• **Instructions to follow**
Reproduce the entries below word for word, from the first one through the line containing "pixel 238 430", and leave the pictures out of your answer.

• **Source material**

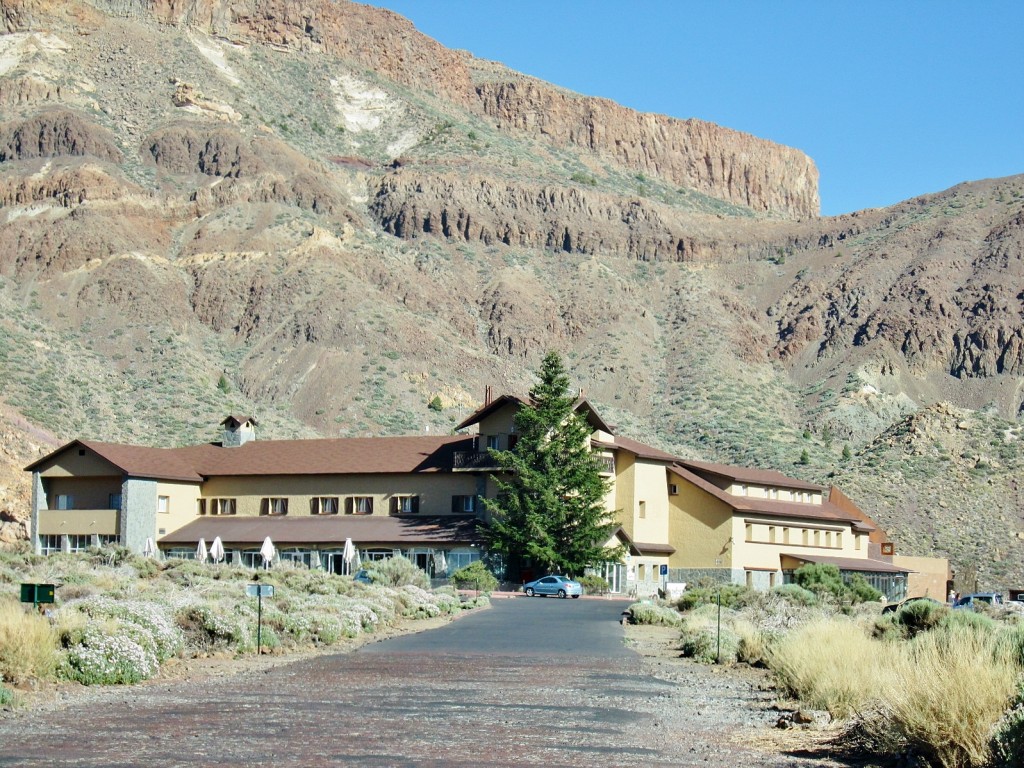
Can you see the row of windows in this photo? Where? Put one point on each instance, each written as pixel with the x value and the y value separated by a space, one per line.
pixel 333 505
pixel 803 537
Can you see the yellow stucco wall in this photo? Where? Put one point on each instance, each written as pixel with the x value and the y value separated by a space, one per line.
pixel 929 576
pixel 435 491
pixel 182 506
pixel 699 528
pixel 754 548
pixel 80 521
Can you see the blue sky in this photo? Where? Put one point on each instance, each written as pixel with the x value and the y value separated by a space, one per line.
pixel 892 99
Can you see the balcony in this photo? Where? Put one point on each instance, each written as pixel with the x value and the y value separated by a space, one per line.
pixel 473 460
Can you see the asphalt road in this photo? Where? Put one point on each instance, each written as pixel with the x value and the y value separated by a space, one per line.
pixel 529 682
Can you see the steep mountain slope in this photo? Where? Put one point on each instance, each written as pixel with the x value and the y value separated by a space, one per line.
pixel 314 213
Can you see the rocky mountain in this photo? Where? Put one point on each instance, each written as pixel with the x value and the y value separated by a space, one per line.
pixel 312 212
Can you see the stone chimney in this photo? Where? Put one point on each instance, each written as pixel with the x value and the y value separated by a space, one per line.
pixel 238 430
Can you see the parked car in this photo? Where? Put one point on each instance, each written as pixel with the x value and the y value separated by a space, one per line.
pixel 893 607
pixel 553 585
pixel 971 602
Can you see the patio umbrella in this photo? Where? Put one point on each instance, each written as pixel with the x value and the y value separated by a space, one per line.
pixel 348 554
pixel 267 552
pixel 217 550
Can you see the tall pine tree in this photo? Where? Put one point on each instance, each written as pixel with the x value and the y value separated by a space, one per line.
pixel 550 512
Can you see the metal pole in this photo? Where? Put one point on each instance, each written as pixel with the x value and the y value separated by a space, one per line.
pixel 718 654
pixel 259 621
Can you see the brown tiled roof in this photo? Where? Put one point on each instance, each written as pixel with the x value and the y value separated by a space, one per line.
pixel 823 511
pixel 593 418
pixel 341 456
pixel 136 461
pixel 745 474
pixel 323 457
pixel 365 530
pixel 850 563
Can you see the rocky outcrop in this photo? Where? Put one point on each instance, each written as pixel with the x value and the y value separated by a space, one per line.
pixel 715 161
pixel 55 133
pixel 571 219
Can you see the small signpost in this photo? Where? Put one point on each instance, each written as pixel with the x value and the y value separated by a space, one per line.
pixel 37 593
pixel 259 591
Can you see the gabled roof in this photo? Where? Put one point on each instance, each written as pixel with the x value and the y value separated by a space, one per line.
pixel 745 474
pixel 135 461
pixel 593 418
pixel 340 456
pixel 794 510
pixel 244 530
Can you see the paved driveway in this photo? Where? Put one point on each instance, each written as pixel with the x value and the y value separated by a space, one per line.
pixel 530 682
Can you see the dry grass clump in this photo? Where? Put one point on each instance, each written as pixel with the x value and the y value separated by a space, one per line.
pixel 944 691
pixel 28 647
pixel 828 665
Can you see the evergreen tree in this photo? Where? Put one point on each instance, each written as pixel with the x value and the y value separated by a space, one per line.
pixel 550 512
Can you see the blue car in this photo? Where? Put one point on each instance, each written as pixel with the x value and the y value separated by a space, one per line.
pixel 553 585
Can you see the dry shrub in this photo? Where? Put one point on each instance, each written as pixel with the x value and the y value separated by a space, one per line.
pixel 28 644
pixel 944 692
pixel 828 665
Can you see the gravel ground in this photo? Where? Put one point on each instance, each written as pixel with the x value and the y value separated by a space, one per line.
pixel 378 707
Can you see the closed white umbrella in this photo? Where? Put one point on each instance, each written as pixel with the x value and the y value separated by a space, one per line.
pixel 217 550
pixel 267 552
pixel 348 554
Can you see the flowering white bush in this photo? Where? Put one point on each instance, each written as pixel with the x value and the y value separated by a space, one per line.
pixel 109 659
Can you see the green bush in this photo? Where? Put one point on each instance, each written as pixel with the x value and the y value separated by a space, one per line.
pixel 654 613
pixel 474 577
pixel 733 596
pixel 398 571
pixel 796 594
pixel 594 585
pixel 920 615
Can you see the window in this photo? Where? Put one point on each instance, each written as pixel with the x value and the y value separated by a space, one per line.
pixel 49 543
pixel 404 505
pixel 324 505
pixel 219 507
pixel 273 506
pixel 463 505
pixel 359 505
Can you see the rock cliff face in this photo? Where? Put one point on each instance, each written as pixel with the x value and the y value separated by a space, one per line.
pixel 718 162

• **Solution for this task**
Can you see the row of windows in this photo? Where? Put one point on each instance, each written as pixel with the x value and the y value separated by a space, one per line.
pixel 333 505
pixel 803 537
Can you see the yellow stucco wall in this photo? Where? Put one point on each instance, each written as pixel with the x value and the y value separated by a space, one per line.
pixel 929 576
pixel 435 491
pixel 182 506
pixel 699 528
pixel 754 548
pixel 80 521
Can you see the blue sky in this photo? Where? Put one point on each instance, each written as pixel with the x value and the y value separated by a space, one per line.
pixel 892 99
Can you see the balcony in this photo? Where? Put one point on each instance, each written as pixel with the x value and the y value separated by a space, one per line.
pixel 473 460
Can you see the asphalt road in this photo? Where? Put one point on each instance, each written as pixel with the x value and the y value separated by a space, one per line.
pixel 529 682
Can you see the steep mountain slope in this photo? Where? Put one point on each instance, each written as pixel with the x value and the y value separated by a space, one per line.
pixel 314 213
Can you see the rocky mountain in this photo? Where? Put one point on each instance, each written as pixel with the x value and the y value separated by a space, one per line.
pixel 312 212
Can you see the stone chimney in this photo? Where? Put one point on each instance, each written as pixel with the x value and the y value separated by a space, one per line.
pixel 238 430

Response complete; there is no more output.